What is required: Put every line of the data below into a numbered list, skipping blank lines and omitting the lines that stand in for images.

Records from a data collection:
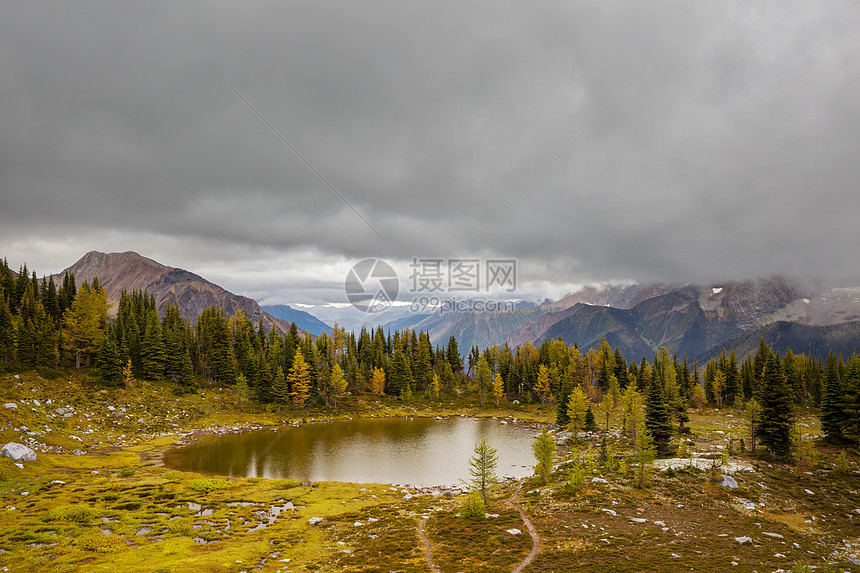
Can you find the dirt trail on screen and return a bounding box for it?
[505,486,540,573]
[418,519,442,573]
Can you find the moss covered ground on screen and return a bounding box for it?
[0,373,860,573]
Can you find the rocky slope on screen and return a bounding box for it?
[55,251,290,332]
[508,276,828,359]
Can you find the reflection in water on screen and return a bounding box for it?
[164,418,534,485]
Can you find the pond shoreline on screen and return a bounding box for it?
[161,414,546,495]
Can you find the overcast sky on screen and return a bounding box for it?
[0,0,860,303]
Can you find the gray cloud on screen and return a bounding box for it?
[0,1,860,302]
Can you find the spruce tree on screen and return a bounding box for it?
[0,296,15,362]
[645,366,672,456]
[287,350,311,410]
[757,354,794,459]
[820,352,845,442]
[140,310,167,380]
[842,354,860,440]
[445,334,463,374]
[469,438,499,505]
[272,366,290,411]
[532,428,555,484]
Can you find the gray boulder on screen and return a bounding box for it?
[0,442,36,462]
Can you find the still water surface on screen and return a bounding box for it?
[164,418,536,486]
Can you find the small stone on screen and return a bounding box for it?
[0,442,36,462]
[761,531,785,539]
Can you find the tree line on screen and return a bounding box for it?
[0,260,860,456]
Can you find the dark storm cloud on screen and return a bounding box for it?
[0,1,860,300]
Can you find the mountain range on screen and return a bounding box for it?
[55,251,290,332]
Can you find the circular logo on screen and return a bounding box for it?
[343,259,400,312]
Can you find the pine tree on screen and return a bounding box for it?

Solution for this problem:
1. Can you find the dirt trail on screen and return a bounding box for it?
2. [505,486,540,573]
3. [418,519,442,573]
4. Can you find the moss covered ground on screen and return a bounding box for it?
5. [0,373,860,573]
6. Can you find the rocky slope on screen and return a bounding box for it?
7. [55,251,290,332]
8. [508,276,828,359]
9. Can you find the reflection in water on screen and return a bounding box for it?
10. [164,418,534,485]
11. Can you find the pond shoreline on screen and return a bounding box for it?
12. [161,414,546,495]
13. Can you find the overcast sky on screen and return a bounding box for it?
14. [0,0,860,303]
15. Can you find the gray cloud on screen and return a bounding box for it?
16. [0,1,860,302]
17. Can you find the spruce tree on screen and return a bounding box for it?
18. [0,296,15,362]
19. [645,366,672,456]
20. [287,350,311,410]
21. [757,354,794,459]
22. [820,352,845,442]
23. [140,310,167,380]
24. [842,354,860,440]
25. [445,334,463,374]
26. [469,438,499,505]
27. [272,366,290,411]
28. [532,428,555,484]
29. Can you find the gray boulder on screen and return a bounding box for it?
30. [0,442,36,462]
31. Can you find the still water surface on screen and return a bounding box for it?
32. [164,418,536,486]
33. Can you find the small stone on screen and return a bounding box for it?
34. [0,442,36,462]
35. [761,531,785,539]
36. Can you find the tree line on screen and return a bounding box for it?
37. [0,260,860,456]
38. Can you find the dark storm cloud on screen and return a bounding box for it?
39. [0,1,860,300]
40. Can you find the mountain range on screen and return a bounding box for it?
41. [55,251,290,332]
42. Can you find the circular logo on screen and return a bounding box for it?
43. [343,259,400,312]
44. Can you find the pine tree on screen and return a bounding box for it?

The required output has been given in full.